> **Given problem**: Find every line below that contains the string "query" and copy each of those lines out in full.

[START OF Dataset rows]

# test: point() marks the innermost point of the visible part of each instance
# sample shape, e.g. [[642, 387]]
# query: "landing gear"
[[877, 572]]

[END OF Dataset rows]
[START OF Dataset rows]

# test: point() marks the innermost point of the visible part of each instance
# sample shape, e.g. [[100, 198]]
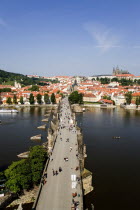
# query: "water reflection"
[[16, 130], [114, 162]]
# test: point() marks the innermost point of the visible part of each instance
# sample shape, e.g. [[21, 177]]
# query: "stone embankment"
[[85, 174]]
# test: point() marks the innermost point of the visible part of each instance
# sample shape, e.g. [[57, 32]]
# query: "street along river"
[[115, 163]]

[END OF Dataset rows]
[START OF Dataset rows]

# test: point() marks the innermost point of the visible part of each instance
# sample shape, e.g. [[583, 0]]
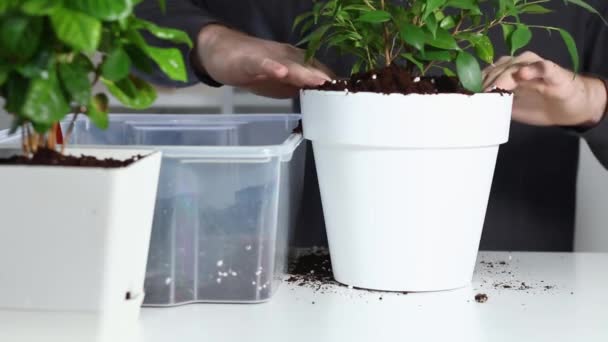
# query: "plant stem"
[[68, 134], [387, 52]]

[END OF Dataset rows]

> **Correct response**:
# query: "landing gear"
# query: "water reflection"
# query: "stone embankment"
# query: "street along river"
# query: "plant stem"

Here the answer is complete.